> **Aim of the task**: Print the line that contains "positive clicks: (487, 415) (505, 400)" and every line after it through the last line of the records below, exactly as written and nothing else.

━━━━━━━━

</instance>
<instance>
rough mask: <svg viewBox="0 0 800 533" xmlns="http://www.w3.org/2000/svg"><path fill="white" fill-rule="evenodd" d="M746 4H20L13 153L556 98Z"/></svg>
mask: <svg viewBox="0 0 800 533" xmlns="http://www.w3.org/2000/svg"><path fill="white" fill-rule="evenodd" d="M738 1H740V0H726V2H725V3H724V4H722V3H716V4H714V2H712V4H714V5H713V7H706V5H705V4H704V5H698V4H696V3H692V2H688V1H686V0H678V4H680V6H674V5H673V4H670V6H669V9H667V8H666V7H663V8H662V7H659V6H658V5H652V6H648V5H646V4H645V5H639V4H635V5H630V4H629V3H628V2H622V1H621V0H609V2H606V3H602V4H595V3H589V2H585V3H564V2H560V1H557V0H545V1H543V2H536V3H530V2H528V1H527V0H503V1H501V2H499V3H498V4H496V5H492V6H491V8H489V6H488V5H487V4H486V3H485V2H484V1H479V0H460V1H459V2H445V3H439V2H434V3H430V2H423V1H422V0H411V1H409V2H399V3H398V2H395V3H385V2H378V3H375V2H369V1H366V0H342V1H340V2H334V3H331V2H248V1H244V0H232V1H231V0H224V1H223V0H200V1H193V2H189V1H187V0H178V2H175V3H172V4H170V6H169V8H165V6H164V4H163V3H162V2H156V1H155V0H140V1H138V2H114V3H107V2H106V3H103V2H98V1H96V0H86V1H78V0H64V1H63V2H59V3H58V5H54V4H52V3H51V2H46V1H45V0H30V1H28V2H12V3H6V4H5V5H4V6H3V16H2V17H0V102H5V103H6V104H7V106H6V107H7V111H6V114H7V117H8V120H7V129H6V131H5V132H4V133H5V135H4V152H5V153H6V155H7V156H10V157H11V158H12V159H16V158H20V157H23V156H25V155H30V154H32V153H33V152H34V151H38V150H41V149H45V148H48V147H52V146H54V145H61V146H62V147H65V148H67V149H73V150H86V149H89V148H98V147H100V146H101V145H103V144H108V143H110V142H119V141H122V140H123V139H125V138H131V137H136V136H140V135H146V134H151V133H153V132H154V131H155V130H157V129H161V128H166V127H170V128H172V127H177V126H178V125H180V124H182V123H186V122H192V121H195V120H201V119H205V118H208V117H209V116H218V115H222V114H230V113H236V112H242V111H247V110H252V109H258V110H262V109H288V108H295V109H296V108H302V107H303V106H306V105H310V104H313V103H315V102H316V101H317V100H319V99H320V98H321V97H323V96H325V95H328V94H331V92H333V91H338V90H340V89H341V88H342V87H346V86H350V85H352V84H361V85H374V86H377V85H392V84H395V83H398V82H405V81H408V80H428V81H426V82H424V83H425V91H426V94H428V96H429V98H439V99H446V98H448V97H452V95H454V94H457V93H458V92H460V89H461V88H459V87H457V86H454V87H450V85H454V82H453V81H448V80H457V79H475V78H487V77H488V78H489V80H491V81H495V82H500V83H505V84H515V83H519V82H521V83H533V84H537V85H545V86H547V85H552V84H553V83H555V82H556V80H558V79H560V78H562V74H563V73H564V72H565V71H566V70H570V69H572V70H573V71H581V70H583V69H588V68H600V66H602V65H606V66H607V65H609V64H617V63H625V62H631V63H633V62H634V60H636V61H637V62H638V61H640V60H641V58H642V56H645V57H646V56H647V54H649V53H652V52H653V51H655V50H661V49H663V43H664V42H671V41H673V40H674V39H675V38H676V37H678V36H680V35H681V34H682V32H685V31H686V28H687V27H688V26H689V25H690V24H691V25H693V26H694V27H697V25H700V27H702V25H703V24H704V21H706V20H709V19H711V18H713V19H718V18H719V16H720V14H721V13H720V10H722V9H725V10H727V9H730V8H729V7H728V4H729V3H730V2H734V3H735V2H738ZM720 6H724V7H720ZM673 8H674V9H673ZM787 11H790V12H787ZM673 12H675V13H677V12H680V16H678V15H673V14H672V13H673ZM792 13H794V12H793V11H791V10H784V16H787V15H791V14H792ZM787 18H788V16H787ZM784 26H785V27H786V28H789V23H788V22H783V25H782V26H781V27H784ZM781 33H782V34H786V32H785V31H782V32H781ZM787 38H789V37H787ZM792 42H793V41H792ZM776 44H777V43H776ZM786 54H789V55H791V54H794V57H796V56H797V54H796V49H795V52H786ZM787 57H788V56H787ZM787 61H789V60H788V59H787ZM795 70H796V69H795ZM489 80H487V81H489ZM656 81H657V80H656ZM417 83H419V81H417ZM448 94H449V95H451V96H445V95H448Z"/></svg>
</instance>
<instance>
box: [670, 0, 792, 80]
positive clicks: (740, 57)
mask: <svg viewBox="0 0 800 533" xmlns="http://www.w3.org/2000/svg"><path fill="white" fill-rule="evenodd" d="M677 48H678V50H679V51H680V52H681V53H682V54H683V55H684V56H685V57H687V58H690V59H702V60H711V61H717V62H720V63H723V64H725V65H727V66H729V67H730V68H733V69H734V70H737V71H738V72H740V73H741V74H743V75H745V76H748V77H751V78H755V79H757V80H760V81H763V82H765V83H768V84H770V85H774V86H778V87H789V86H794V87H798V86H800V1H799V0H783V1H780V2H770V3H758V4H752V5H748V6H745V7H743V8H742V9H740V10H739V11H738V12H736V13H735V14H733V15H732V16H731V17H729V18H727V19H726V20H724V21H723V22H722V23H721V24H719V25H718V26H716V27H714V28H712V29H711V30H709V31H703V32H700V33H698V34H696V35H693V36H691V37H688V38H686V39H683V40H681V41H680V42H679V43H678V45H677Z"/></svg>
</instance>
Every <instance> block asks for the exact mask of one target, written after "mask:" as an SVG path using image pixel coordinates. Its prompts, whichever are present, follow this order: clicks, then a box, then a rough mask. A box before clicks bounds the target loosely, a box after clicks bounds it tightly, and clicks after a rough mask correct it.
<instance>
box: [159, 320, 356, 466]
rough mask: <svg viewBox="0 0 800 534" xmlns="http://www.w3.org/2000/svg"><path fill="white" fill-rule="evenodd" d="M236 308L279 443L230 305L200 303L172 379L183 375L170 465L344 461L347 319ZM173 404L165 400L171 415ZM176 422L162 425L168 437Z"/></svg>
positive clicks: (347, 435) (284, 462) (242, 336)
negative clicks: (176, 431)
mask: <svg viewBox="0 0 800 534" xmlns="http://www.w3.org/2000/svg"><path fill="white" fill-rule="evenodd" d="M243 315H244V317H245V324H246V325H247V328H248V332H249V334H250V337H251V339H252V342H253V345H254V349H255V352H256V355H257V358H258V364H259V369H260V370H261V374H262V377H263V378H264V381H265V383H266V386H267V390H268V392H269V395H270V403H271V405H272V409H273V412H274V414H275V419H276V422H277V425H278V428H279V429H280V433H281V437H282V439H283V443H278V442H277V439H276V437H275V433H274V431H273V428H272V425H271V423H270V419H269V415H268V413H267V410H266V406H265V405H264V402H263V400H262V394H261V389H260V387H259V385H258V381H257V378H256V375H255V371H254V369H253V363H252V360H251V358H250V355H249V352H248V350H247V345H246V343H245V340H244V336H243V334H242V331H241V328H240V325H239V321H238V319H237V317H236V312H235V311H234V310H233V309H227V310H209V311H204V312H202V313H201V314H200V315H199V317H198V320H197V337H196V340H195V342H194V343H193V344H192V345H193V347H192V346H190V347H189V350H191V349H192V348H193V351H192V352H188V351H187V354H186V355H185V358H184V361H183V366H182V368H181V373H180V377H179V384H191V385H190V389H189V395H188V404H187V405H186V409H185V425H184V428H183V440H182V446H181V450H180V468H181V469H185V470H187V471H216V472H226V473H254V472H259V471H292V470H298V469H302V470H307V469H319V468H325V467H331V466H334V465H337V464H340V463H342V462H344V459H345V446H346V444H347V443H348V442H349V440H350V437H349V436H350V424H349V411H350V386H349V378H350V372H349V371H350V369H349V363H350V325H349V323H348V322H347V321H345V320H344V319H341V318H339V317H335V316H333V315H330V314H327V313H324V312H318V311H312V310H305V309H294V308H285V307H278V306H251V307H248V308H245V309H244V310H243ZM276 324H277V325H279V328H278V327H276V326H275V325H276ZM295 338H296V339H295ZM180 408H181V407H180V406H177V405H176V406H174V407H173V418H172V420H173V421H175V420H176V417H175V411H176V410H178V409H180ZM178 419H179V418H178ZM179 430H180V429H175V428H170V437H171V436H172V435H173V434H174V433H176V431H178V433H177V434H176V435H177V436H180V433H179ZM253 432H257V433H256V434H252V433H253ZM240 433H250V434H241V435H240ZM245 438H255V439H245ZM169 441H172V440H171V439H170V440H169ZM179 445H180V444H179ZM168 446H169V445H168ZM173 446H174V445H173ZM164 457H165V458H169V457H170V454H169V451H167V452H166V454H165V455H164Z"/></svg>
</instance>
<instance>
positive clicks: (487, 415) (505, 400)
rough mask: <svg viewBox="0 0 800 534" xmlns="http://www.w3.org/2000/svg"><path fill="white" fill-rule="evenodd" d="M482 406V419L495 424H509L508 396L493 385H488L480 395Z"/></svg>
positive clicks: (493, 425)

━━━━━━━━

> **Task response**:
positive clicks: (487, 415) (505, 400)
rough mask: <svg viewBox="0 0 800 534" xmlns="http://www.w3.org/2000/svg"><path fill="white" fill-rule="evenodd" d="M482 406V419L495 424H509L508 396L493 385H488L480 395Z"/></svg>
positive clicks: (493, 425)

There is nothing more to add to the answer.